[A block of data]
******

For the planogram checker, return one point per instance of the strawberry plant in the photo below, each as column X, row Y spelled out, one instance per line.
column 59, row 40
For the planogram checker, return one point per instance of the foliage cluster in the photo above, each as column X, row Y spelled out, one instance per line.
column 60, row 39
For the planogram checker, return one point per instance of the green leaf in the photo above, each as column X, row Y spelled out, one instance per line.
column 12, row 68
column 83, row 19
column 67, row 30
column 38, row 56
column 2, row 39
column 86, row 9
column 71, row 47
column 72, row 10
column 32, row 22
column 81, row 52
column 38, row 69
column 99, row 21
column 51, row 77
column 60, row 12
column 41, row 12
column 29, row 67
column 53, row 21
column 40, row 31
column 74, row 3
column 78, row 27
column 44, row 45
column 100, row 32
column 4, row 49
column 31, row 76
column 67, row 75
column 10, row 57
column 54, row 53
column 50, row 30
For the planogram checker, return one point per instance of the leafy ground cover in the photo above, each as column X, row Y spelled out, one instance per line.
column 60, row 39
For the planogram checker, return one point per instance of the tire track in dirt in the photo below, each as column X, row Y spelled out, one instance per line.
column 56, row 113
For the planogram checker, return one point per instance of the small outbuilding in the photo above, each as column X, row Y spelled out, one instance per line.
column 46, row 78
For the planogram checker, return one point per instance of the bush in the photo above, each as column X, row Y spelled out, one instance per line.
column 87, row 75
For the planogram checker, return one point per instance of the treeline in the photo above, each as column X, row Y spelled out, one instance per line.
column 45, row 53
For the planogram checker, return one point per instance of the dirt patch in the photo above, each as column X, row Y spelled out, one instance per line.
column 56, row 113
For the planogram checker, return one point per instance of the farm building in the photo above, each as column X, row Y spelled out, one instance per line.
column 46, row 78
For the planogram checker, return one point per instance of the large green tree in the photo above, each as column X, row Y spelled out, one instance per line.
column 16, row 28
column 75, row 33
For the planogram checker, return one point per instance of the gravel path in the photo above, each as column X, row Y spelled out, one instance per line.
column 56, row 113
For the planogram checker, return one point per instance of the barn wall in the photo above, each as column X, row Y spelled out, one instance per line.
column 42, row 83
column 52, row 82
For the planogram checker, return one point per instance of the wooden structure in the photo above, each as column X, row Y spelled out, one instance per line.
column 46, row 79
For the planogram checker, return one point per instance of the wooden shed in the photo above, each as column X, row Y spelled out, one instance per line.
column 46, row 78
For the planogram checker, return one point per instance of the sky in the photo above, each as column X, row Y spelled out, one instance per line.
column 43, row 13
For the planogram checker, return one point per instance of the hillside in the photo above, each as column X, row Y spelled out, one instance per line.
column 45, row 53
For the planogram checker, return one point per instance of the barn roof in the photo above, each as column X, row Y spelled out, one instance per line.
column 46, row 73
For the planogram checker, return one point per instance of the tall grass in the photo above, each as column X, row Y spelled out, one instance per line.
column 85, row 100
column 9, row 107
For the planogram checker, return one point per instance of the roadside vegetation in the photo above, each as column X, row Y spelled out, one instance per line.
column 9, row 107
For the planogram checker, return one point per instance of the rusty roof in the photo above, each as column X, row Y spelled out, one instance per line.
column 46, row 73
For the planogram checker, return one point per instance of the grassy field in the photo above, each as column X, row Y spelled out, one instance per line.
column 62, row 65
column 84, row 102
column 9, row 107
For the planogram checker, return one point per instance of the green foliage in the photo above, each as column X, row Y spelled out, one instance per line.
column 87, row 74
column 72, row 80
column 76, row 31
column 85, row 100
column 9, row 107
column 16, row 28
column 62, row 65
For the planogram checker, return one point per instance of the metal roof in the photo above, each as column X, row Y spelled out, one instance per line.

******

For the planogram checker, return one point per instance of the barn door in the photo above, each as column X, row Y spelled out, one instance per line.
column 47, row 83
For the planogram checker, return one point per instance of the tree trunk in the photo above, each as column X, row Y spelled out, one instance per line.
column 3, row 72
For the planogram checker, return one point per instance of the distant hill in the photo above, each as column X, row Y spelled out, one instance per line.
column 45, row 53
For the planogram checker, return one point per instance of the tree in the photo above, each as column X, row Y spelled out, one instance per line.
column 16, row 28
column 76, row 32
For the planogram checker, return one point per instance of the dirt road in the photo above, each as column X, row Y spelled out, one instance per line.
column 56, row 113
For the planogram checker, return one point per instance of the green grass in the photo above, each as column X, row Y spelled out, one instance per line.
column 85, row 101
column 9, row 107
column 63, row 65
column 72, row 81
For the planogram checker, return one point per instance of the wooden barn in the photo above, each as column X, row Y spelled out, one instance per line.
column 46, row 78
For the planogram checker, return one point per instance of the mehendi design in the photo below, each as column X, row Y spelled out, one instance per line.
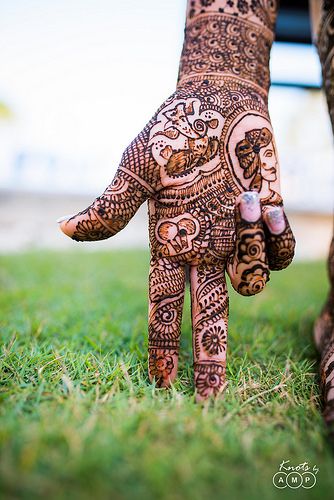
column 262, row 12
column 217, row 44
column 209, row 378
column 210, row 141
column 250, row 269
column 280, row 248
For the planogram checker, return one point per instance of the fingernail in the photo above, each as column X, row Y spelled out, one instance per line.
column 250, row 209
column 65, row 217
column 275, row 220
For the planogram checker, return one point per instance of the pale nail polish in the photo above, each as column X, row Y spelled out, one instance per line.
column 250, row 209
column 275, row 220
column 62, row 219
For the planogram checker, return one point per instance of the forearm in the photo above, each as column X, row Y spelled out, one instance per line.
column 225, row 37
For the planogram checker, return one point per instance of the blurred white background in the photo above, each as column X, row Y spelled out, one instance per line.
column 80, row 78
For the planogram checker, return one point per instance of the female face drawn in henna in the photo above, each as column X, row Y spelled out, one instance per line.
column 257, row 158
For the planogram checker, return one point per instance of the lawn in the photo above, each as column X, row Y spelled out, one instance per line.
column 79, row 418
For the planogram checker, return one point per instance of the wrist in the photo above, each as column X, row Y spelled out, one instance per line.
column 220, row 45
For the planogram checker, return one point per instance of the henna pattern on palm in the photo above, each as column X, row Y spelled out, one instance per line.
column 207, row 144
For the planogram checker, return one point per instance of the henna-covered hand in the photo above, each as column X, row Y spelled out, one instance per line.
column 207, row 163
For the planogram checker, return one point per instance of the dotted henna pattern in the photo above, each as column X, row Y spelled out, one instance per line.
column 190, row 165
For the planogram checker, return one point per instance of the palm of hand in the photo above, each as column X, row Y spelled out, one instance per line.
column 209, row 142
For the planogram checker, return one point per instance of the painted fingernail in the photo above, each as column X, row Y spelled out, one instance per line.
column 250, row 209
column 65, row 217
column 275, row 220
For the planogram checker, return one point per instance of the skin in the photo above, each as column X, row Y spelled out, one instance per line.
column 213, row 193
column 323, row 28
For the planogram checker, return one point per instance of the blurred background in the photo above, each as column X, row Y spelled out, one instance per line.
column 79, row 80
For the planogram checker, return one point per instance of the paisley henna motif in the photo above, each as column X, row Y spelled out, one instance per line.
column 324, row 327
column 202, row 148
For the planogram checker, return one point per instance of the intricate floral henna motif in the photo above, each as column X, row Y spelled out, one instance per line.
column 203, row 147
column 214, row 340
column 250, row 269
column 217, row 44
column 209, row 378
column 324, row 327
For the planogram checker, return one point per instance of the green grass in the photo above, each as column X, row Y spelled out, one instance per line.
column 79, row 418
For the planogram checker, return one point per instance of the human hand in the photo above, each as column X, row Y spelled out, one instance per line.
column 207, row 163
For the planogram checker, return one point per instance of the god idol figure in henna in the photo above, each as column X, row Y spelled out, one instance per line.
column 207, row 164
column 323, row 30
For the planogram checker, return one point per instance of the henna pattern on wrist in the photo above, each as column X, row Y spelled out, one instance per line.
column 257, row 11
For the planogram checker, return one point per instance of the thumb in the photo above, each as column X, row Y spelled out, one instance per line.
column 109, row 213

******

TASK REQUIREMENTS => Copy the lines of the records above exactly, starting with the line that contains "of the small" and continuing down through the line that contains "column 43, row 13", both included.

THE RESULT =>
For the planogram checker, return one point per instance of the small outbuilding in the photo above, each as column X, row Y spelled out, one instance per line.
column 46, row 78
For the planogram checker, return one point per instance of the bush in the photo above, each as column X, row Y spelled out, one instance per line.
column 87, row 75
For the planogram checker, return one point per instance of the treeline in the photo above, each as column X, row Y spelled out, one instance per line.
column 45, row 53
For the planogram checker, return one point per instance of the dirt patch in the photo above, each as column X, row Y spelled out, one instance per line.
column 56, row 113
For the planogram checker, return one point per instance of the farm building in the photo above, each as column X, row Y spelled out, one instance per line.
column 46, row 78
For the planogram checker, return one point per instance of the large green tree in the photo above, each as column X, row Y spelled out, one instance per line.
column 16, row 28
column 75, row 33
For the planogram checker, return one point per instance of the gravel path in the photo above, each as column X, row Y spelled out, one instance per line.
column 56, row 113
For the planogram checker, return one point per instance of the barn wall in the photo above, each as column X, row Y spelled out, one instance per line.
column 42, row 83
column 52, row 82
For the planogram checker, return one point per instance of the wooden structure in the photo above, each as column X, row Y spelled out, one instance per line.
column 46, row 79
For the planogram checker, return one point per instance of the wooden shed in the photo above, each as column X, row Y spelled out, one instance per line.
column 46, row 78
For the planogram checker, return one point per instance of the sky in the photo above, each as column X, row Y spelled out, one instance per line.
column 43, row 13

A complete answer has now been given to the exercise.